Text passage:
+===+

AuEN Ratio

Algebra Level 4

Let $x \in R^{+}$ such that $\{x\} , [x] , x$ are in a geometric progression. What is the common ratio of the G.P. ?

Notations: $[x]$ denotes the greatest integer less than $x$ while $\{x\}$ is defined to be $x-[x]$ . You may refer to the Wikipedia link for more information about these notations.

Try this sweet problem - Simple yet enjoyable

The answer is 1.618.

3 solutions

Krishna Sharma
Dec 3, 2014

As terms are in G.P. we can write

$[x]^{2}$ = $x\{x\}$

$[x]^{2} = x^{2} - x[x]$

$\displaystyle x^{2} - x[x] - [x]^{2} = 0$

Divide the equation by $[x]^{2}$

Then put $\frac{x}{[x]} = t$

$t^{2} - t - 1 = 0$

From here we get

$t = \frac{ 1 + \sqrt{5}}{2}$

Negative root rejected as $x \in \mathbb R^{+}$

$\displaystyle r = \frac{x}{[x]} = \boxed{\frac{1 + \sqrt{5}}{2}}$

Note that only solution to this equation is

$x = \frac{1 + \sqrt{5}}{2}$

Because as you put $x = n\phi$ , n > 1 , the floor function would yield a value greater than 'n' hence we can say there is only 1 non - zero solution to the equation.

+===+

Entries from a pointing dataset:
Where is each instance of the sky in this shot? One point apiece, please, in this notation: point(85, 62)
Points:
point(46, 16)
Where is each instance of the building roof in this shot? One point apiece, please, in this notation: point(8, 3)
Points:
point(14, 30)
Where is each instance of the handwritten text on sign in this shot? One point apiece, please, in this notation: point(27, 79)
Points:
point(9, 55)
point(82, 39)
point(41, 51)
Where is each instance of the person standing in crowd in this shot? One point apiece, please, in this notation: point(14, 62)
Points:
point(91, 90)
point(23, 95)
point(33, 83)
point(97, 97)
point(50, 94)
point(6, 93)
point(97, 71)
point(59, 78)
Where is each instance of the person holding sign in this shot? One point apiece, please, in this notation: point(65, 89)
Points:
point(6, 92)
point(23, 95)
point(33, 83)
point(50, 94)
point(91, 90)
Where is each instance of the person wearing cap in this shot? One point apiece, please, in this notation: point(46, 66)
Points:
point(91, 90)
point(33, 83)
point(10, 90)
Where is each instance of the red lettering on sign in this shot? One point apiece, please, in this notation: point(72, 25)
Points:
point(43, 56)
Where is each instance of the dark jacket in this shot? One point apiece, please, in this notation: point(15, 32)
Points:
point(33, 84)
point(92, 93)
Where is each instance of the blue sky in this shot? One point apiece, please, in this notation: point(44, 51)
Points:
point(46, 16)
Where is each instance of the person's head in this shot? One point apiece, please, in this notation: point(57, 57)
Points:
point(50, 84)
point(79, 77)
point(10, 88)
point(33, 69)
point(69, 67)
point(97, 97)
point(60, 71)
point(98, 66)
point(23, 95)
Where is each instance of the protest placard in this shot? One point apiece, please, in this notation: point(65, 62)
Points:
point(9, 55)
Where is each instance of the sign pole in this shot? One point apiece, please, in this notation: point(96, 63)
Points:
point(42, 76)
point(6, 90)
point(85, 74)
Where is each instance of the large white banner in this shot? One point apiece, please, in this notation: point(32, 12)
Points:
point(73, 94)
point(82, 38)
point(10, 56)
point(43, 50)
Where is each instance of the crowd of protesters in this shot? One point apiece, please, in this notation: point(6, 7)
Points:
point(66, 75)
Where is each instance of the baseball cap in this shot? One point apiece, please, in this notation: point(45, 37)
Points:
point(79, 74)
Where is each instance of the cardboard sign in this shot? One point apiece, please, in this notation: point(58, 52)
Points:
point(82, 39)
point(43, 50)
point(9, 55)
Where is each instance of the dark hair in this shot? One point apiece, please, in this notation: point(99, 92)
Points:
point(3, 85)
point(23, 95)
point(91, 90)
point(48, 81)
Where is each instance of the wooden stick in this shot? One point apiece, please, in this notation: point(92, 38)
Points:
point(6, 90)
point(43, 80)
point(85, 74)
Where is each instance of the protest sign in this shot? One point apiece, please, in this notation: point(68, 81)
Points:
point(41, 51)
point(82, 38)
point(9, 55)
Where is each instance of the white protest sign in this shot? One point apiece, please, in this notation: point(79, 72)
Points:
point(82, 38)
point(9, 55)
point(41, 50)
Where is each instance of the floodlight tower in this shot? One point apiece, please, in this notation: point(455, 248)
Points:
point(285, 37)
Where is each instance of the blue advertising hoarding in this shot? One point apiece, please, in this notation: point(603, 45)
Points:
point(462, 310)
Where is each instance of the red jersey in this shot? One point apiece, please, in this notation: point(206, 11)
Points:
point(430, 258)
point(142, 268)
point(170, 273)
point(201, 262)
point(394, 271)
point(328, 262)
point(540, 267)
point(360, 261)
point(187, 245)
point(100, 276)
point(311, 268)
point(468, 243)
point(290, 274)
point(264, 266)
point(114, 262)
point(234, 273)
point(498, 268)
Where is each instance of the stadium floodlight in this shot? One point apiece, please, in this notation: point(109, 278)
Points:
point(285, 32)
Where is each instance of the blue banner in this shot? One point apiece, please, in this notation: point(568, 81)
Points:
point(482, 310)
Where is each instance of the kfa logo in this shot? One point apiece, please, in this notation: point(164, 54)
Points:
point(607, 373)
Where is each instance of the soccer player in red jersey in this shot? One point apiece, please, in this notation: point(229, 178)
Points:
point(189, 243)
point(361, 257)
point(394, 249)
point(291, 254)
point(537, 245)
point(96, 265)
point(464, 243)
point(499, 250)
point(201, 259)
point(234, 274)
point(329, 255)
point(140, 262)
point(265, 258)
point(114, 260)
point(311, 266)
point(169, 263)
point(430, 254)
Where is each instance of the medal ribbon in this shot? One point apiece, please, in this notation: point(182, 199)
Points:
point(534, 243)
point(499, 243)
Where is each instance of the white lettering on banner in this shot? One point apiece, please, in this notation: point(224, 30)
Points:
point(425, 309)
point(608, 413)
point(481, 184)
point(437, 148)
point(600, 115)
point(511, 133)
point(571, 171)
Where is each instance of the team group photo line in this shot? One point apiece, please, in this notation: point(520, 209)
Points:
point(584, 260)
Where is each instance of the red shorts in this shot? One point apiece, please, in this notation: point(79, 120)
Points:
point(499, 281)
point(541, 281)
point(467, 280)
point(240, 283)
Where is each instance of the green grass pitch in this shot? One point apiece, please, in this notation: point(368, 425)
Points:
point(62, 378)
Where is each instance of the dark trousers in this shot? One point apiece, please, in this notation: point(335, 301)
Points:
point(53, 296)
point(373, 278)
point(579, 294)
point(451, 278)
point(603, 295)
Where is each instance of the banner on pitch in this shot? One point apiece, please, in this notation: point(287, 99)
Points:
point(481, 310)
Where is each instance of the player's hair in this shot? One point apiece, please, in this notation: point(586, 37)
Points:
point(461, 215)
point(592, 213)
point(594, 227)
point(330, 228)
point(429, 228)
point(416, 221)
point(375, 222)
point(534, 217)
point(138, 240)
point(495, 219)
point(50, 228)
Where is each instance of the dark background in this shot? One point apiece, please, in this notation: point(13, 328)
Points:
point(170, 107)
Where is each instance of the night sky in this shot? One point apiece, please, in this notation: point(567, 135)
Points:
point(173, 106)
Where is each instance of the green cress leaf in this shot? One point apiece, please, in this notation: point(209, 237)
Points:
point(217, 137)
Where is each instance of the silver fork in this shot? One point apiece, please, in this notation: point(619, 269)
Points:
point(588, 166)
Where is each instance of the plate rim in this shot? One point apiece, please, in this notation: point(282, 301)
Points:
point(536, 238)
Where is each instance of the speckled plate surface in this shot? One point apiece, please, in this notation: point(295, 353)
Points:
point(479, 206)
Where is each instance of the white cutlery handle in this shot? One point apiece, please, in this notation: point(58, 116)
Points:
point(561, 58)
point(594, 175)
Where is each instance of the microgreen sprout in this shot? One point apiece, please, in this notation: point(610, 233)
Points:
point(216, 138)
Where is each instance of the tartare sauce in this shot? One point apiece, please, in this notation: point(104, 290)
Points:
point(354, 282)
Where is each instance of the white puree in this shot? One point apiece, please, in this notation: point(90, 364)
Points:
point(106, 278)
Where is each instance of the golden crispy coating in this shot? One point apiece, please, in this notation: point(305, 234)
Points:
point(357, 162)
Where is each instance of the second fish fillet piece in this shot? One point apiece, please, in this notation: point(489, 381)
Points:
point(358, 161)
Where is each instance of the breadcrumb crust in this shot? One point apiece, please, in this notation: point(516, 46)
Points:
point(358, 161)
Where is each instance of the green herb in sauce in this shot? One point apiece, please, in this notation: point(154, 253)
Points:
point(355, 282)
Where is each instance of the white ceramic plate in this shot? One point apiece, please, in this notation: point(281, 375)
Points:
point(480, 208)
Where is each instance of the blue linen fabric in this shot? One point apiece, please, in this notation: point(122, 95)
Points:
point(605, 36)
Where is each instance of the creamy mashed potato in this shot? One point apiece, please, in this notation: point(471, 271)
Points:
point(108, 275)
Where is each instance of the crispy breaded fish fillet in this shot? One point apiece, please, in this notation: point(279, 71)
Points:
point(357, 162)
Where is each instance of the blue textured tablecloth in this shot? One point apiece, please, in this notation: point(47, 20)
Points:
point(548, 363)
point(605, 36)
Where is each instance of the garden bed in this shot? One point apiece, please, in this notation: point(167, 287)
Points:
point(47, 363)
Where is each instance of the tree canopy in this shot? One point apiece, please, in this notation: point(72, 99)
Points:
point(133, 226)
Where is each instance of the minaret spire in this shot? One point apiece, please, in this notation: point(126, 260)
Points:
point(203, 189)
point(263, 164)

+===+

Task set:
**1.** Answer these questions about the problem page:
(a) What numerical value does the page give as the answer?
(b) How many solutions does the page indicate?
(c) In the posted solution, what expression is set equal to t?
**2.** In the listing, change "spire" to "tower" in the part that opens with the line containing "Where is each instance of the minaret" and closes with the end of the listing. Reproduce only that part, otherwise unchanged.

Solutions per task:
**1.**
(a) 1.618
(b) 3
(c) x/[x]

**2.**
Where is each instance of the minaret tower in this shot? One point apiece, please, in this notation: point(126, 260)
Points:
point(203, 189)
point(263, 164)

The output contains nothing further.